►

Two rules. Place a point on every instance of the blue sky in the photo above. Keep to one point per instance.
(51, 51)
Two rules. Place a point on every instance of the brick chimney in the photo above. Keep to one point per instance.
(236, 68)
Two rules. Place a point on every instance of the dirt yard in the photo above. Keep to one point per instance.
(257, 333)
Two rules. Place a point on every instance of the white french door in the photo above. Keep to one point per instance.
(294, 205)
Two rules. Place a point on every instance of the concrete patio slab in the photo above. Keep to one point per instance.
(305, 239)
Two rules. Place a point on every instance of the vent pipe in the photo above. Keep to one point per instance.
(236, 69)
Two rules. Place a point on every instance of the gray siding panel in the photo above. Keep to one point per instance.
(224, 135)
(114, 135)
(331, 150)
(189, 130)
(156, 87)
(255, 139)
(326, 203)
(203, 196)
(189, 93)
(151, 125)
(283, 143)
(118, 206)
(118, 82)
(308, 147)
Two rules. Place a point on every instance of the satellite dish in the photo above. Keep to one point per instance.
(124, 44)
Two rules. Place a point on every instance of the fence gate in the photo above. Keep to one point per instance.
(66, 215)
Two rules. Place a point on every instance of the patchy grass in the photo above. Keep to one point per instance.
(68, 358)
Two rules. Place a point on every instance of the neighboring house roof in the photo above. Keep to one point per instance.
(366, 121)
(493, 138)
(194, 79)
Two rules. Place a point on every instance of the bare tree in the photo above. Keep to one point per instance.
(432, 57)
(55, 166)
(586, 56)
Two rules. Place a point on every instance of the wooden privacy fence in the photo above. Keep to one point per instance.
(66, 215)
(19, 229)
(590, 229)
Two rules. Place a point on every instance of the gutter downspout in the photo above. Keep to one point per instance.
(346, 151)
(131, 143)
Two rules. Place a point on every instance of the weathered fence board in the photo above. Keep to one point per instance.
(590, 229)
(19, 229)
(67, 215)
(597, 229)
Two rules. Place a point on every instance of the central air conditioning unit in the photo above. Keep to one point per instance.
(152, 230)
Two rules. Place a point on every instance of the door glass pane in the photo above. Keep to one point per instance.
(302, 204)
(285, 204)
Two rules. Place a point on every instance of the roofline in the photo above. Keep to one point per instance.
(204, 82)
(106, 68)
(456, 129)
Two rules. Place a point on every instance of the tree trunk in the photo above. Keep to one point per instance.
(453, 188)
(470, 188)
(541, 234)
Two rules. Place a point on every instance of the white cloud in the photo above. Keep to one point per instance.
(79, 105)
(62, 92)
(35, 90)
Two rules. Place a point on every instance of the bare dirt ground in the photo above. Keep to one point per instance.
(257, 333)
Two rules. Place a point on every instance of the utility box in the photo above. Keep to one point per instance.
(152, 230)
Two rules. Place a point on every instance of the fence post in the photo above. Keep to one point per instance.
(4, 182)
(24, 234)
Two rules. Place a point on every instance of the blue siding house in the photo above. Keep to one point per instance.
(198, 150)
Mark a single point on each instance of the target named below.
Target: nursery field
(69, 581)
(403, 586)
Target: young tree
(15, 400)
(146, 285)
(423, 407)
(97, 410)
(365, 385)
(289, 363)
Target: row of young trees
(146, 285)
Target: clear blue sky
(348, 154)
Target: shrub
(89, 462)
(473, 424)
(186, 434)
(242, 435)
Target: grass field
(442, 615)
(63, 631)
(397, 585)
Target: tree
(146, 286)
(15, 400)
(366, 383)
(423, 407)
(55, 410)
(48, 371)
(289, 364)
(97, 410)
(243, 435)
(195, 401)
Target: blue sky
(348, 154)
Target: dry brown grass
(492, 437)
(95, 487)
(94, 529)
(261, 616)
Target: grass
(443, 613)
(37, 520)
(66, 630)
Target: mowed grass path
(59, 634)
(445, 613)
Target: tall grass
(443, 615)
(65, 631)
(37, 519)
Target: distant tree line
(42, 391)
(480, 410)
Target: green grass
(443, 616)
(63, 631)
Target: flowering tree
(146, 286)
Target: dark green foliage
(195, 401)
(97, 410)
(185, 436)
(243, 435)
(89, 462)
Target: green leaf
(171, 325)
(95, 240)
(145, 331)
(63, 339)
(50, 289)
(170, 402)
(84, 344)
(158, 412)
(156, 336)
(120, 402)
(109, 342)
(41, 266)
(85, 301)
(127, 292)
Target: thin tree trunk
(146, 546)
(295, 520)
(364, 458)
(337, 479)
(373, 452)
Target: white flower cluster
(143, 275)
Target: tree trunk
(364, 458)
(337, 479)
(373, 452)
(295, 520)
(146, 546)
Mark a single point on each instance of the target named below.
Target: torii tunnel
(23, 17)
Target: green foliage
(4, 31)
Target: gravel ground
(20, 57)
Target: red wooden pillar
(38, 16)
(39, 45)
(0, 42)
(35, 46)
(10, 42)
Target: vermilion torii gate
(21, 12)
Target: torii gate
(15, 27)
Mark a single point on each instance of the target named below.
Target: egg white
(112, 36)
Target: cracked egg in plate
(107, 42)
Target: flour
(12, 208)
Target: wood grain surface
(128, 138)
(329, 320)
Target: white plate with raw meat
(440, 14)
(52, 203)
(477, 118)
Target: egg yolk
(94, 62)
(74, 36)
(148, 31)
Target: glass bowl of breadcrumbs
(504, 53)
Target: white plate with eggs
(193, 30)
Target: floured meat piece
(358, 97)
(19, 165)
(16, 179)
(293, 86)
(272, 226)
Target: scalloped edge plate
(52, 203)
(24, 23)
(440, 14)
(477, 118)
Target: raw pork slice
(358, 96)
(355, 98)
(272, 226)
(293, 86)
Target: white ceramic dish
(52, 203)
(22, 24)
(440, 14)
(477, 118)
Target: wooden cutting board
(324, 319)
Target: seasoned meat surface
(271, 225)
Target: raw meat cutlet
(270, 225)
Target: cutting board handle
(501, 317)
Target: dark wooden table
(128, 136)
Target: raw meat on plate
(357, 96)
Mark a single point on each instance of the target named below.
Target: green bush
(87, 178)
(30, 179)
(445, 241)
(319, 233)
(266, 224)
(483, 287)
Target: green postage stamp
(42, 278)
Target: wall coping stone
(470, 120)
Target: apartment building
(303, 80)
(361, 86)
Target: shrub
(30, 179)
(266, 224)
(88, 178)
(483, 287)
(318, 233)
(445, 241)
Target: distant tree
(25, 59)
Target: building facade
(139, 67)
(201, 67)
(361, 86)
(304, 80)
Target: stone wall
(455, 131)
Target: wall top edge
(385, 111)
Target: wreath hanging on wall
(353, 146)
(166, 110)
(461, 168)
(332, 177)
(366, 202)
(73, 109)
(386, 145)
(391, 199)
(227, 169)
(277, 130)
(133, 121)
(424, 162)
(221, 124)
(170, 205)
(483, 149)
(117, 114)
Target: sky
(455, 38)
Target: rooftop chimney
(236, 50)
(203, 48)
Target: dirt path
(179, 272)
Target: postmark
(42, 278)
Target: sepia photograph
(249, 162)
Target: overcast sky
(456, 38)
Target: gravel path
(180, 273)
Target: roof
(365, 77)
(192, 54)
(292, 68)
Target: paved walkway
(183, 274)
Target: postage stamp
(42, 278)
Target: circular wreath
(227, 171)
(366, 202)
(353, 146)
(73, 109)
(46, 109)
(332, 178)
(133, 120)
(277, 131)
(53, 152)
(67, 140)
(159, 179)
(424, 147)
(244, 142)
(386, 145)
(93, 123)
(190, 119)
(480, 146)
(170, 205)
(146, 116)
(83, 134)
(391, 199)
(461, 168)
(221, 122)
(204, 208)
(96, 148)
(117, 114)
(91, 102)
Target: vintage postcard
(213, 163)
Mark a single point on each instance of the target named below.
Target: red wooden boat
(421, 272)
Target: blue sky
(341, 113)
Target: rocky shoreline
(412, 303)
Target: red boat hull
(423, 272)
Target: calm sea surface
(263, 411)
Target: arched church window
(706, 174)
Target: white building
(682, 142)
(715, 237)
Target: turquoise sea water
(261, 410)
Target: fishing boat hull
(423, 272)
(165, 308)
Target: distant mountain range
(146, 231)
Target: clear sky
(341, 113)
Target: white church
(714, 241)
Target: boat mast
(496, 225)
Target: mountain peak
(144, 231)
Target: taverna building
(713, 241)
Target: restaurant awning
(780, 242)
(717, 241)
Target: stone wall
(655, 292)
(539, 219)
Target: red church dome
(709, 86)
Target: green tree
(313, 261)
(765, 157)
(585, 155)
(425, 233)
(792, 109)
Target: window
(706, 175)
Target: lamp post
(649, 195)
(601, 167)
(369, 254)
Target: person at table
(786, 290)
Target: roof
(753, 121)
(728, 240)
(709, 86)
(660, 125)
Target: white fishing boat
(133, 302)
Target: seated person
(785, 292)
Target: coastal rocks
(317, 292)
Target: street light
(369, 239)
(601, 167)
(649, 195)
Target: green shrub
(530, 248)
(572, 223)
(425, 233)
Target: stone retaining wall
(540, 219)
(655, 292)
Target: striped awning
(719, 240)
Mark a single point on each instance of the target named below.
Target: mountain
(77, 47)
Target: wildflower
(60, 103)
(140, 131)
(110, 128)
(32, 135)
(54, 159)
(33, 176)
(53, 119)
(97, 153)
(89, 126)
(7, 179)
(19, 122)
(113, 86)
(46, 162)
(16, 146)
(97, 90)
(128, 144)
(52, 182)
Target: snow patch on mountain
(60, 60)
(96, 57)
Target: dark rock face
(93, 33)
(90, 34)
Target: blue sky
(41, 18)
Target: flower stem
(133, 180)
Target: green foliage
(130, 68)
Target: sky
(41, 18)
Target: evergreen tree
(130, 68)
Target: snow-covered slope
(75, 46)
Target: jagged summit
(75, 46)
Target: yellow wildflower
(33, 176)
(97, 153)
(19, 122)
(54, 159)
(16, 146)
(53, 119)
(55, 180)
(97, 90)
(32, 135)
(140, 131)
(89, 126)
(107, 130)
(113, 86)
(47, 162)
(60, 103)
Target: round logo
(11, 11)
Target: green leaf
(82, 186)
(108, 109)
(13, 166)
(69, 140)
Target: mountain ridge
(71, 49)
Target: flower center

◄

### WHAT IS BEING ASKED
Give the lines exactly as they stand, from the line with "Target: round logo" through the end of the material.

### SOLUTION FOR THIS TASK
Target: round logo
(11, 11)
Target: green leaf
(82, 186)
(108, 109)
(13, 166)
(69, 140)
Target: mountain ridge
(71, 49)
Target: flower center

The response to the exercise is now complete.